*Object location entries for images:*

──────────────────────────────

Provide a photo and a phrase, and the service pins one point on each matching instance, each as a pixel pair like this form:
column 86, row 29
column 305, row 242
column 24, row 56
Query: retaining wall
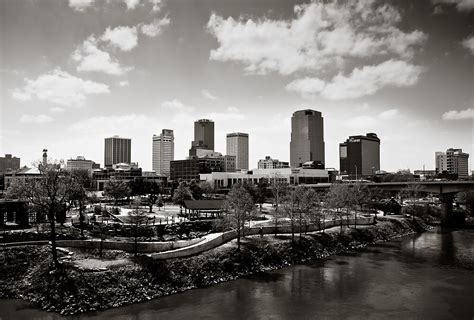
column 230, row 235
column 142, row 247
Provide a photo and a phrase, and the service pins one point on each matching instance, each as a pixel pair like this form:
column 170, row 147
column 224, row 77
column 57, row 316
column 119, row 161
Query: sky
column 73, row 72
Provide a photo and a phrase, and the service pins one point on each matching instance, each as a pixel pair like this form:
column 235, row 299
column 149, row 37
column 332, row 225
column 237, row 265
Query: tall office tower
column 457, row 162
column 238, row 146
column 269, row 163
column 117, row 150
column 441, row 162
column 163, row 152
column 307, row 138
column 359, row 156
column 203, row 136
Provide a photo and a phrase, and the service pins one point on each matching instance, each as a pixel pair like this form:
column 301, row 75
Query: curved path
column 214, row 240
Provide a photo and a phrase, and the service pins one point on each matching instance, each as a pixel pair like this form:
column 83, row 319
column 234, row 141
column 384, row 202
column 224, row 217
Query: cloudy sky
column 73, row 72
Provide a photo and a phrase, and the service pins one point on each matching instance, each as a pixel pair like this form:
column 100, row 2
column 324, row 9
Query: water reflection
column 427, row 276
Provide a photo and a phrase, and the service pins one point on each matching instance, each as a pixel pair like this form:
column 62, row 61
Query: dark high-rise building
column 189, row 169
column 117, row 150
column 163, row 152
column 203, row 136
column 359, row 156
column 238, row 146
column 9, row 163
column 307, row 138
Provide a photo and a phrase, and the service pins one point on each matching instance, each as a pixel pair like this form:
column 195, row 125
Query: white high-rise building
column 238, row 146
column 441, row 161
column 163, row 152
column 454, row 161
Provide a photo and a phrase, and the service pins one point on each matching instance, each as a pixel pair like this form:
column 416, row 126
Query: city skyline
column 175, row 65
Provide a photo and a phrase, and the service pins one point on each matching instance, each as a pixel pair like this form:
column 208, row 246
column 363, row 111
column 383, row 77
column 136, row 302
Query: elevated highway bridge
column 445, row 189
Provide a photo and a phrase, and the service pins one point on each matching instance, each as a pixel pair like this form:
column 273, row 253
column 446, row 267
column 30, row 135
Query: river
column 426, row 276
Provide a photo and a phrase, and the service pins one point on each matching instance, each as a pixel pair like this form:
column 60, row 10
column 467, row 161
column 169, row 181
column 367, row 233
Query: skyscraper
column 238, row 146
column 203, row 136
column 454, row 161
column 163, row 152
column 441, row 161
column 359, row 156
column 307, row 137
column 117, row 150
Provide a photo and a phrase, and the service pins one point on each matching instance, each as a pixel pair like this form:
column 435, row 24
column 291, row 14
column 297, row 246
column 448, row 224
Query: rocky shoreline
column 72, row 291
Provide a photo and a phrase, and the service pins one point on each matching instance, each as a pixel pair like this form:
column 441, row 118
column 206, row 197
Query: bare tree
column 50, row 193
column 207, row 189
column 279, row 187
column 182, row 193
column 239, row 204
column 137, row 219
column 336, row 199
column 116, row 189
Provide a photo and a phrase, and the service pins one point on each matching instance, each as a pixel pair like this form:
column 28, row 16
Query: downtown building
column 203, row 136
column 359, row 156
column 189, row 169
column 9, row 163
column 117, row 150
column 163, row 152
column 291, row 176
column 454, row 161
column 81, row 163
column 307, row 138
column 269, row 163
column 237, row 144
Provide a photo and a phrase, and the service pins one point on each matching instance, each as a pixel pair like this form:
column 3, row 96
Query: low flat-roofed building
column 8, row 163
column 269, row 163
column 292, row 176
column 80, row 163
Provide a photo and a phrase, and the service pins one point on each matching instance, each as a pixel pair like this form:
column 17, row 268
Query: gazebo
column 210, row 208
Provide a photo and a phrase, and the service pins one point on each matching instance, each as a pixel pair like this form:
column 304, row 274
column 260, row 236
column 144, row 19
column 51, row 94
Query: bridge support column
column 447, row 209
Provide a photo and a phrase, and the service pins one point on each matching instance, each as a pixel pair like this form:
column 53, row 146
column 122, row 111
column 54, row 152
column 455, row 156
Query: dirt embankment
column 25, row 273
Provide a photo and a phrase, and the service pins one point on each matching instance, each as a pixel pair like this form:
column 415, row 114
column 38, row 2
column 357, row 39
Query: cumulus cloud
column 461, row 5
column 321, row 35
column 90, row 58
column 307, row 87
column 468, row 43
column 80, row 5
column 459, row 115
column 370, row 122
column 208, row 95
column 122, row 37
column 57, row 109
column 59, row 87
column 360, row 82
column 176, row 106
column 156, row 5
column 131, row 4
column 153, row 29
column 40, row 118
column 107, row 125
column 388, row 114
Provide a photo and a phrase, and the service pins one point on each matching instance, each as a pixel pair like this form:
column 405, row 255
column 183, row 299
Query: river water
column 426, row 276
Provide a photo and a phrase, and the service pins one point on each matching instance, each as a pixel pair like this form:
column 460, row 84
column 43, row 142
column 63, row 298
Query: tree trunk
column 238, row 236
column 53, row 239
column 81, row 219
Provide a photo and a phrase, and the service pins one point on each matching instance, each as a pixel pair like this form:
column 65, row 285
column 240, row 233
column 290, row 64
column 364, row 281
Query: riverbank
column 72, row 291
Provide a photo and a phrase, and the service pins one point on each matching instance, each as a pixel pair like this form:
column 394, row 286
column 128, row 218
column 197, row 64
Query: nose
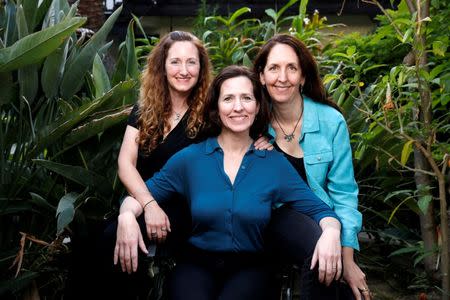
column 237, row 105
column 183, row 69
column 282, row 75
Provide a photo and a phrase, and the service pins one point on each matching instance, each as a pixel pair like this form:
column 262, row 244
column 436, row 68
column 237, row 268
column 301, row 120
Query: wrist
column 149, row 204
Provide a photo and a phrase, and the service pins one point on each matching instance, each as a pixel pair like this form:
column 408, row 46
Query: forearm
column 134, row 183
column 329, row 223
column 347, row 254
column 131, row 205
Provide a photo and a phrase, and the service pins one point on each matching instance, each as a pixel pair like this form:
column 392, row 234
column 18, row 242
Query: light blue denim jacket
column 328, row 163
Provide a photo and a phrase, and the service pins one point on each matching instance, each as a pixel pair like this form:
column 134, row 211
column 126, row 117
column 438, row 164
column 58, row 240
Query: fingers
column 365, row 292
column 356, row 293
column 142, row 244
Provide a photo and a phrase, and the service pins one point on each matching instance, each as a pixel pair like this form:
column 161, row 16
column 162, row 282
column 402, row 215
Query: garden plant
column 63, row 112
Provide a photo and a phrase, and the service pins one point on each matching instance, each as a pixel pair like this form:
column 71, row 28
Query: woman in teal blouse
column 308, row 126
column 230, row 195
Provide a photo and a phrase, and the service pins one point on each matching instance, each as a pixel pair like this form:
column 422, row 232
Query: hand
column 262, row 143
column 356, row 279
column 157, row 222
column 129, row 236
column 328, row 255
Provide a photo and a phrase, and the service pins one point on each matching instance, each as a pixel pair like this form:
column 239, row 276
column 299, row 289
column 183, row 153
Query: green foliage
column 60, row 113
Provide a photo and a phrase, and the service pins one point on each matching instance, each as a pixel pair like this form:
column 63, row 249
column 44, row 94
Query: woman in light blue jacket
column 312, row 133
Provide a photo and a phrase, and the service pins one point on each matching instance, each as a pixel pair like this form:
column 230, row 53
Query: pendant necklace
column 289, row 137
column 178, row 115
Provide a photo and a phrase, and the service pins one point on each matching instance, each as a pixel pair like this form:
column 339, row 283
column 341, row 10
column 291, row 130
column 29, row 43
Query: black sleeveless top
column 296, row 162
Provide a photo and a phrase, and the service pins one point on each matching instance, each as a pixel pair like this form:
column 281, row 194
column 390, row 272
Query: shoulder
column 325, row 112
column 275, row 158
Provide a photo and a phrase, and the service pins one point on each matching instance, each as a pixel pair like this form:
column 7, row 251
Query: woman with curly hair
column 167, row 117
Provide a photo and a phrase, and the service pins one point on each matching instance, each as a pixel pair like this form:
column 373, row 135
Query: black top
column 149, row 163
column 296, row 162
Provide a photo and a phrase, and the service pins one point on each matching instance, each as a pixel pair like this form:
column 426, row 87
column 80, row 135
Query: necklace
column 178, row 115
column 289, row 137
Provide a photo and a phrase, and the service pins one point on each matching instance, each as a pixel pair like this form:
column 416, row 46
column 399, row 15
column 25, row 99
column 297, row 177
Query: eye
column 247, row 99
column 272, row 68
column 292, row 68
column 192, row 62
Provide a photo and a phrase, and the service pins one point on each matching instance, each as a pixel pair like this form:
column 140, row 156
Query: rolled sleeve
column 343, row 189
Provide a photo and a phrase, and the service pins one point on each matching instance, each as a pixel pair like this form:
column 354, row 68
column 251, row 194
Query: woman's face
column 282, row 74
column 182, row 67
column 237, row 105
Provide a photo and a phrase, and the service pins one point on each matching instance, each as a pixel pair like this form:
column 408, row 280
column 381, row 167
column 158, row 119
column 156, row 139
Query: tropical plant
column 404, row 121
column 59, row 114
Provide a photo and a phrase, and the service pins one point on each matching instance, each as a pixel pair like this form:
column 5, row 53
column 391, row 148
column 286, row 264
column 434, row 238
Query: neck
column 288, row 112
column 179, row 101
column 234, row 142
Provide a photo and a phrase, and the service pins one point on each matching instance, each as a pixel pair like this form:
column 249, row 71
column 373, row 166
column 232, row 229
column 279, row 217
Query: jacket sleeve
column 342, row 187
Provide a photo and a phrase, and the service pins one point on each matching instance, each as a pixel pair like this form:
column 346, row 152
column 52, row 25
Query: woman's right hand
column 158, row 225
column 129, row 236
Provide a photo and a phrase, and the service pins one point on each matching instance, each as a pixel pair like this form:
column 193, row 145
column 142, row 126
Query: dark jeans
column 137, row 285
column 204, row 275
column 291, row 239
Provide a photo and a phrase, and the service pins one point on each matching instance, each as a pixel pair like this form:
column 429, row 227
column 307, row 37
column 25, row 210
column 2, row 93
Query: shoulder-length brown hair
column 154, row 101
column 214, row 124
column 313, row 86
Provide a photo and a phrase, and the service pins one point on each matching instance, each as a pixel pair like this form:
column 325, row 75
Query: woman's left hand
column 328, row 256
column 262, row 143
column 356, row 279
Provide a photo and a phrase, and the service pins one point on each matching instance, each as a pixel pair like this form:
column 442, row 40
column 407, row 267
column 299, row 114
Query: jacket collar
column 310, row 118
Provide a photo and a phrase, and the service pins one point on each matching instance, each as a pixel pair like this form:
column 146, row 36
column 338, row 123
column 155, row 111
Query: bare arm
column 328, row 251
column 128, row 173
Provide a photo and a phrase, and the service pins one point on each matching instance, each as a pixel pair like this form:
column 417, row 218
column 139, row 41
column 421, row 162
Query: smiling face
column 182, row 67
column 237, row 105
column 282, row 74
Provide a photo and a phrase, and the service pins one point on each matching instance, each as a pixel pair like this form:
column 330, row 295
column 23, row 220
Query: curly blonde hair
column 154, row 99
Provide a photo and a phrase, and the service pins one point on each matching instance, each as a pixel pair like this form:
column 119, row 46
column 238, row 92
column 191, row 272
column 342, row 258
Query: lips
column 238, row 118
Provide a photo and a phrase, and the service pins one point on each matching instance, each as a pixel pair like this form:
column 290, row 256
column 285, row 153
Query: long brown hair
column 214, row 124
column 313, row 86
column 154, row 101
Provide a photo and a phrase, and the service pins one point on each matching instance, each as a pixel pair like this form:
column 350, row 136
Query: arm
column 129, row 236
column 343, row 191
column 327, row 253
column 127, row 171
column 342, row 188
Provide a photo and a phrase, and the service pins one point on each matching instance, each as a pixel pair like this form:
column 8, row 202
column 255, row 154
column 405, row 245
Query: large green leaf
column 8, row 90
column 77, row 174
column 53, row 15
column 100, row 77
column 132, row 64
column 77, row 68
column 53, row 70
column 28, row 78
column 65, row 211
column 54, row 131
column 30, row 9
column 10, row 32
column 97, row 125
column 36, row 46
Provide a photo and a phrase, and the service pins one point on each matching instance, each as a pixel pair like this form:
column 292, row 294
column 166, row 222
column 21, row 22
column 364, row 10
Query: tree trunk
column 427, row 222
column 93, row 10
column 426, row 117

──────────────────────────────

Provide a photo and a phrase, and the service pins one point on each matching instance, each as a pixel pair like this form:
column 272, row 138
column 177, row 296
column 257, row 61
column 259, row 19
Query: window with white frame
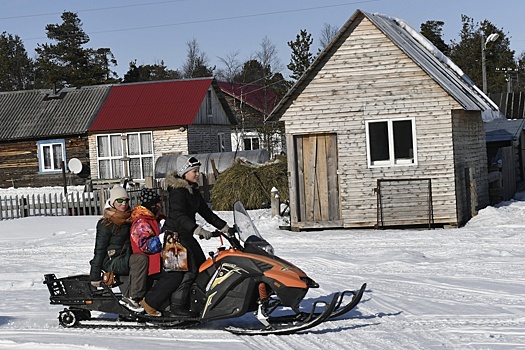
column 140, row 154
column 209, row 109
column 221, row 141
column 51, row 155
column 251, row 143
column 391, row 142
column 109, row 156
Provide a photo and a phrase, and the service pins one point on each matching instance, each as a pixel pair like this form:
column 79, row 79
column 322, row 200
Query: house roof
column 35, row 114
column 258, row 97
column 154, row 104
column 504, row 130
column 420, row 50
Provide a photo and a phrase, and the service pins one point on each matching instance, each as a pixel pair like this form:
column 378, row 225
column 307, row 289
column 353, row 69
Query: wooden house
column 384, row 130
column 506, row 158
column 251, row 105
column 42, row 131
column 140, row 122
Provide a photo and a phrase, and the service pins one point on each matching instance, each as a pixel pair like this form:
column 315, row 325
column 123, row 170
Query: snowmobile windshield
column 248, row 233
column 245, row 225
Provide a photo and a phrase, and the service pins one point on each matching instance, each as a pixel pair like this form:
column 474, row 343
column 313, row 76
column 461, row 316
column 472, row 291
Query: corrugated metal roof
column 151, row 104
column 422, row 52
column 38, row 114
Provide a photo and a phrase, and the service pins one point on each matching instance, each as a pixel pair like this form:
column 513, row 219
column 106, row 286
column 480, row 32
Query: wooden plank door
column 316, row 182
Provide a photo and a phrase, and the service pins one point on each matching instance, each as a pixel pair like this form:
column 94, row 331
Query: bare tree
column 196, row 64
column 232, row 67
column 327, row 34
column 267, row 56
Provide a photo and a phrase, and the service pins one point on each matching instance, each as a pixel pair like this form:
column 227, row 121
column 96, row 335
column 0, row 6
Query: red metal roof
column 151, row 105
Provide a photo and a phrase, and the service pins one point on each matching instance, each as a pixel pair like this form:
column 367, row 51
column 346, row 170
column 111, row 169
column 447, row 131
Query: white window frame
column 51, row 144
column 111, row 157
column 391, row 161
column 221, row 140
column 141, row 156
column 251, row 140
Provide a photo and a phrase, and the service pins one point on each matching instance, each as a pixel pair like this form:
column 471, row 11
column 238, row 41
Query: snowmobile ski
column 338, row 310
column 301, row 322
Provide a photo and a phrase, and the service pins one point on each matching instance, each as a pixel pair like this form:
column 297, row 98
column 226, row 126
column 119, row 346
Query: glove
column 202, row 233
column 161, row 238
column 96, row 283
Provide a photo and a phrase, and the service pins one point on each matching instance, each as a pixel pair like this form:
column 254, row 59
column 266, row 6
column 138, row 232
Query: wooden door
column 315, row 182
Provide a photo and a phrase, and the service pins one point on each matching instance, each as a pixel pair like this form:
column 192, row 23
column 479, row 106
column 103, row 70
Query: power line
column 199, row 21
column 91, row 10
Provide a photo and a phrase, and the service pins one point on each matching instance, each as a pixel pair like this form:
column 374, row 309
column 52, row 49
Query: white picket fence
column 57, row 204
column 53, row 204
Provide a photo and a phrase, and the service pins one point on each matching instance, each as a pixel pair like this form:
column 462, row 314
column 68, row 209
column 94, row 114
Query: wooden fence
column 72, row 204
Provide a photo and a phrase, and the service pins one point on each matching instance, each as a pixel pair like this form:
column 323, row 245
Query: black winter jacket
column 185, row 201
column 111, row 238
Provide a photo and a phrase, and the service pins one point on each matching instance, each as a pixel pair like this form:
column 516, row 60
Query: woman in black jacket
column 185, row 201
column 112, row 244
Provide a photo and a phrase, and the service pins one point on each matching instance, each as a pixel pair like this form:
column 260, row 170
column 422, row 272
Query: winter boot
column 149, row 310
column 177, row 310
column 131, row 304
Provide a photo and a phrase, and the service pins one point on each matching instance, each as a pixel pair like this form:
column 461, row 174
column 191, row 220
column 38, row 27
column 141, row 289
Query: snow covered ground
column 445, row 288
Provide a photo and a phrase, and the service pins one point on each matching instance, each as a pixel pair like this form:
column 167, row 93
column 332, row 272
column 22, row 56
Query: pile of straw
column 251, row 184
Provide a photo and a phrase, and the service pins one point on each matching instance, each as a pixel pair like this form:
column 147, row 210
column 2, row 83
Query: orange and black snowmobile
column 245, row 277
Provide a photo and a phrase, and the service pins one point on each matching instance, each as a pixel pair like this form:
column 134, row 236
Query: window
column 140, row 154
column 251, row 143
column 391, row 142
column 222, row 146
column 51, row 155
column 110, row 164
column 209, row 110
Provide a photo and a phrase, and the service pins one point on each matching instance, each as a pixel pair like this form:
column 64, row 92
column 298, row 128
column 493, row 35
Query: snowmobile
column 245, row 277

──────────────────────────────

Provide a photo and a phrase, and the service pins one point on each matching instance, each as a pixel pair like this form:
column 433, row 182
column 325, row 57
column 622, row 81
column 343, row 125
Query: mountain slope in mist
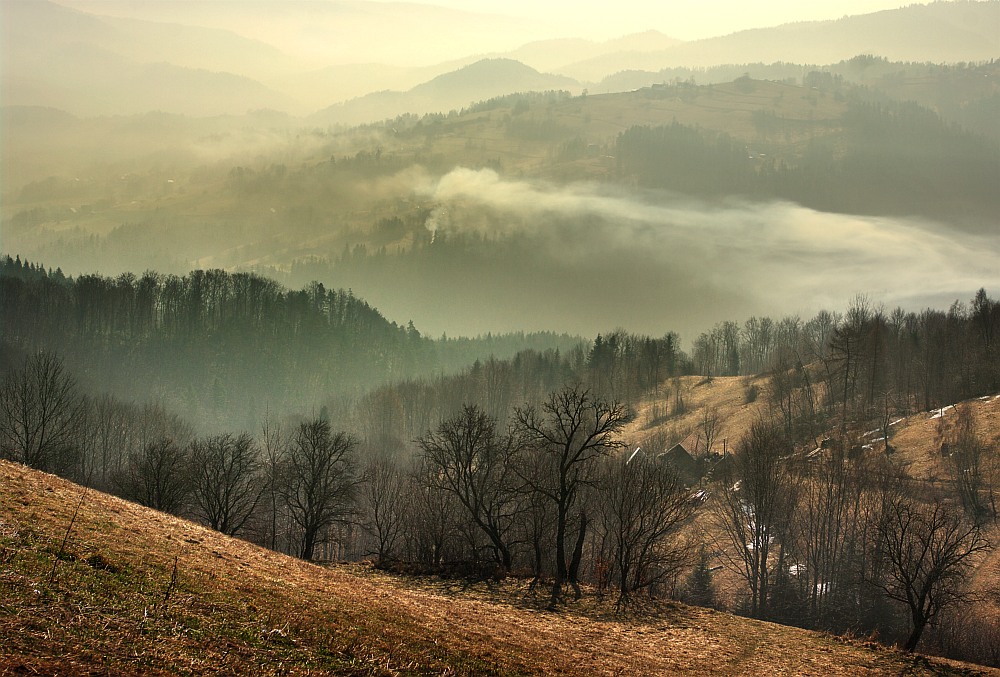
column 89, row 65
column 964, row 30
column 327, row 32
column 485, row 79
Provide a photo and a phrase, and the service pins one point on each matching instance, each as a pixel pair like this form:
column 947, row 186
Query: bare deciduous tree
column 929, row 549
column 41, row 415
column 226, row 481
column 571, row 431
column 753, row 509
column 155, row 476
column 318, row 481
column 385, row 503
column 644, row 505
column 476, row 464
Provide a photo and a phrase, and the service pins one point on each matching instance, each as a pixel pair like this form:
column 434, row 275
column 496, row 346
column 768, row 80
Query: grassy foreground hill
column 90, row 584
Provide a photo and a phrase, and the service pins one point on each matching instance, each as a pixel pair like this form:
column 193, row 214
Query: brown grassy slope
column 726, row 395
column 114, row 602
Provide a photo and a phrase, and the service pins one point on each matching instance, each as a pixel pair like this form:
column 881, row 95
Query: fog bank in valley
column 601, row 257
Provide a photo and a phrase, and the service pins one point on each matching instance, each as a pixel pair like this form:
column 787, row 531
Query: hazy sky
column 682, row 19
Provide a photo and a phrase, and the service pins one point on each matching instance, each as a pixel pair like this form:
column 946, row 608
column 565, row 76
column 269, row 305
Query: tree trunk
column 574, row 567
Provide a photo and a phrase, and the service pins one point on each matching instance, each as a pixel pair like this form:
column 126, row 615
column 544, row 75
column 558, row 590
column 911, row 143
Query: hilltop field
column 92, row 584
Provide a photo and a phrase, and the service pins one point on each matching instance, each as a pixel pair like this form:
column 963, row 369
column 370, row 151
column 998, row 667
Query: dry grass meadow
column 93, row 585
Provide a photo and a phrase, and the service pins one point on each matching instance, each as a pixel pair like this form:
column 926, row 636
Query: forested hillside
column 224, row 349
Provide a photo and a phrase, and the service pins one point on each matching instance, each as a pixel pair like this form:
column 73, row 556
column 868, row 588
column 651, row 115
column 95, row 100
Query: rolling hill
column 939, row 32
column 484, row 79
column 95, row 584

──────────────────────────────

*The task:*
Please pull out every line of the material that contains the string "slope" and copy each such line in full. Matching is case-sensitive.

*Output below:*
Query: mountain slope in mist
Query: brown grassy slope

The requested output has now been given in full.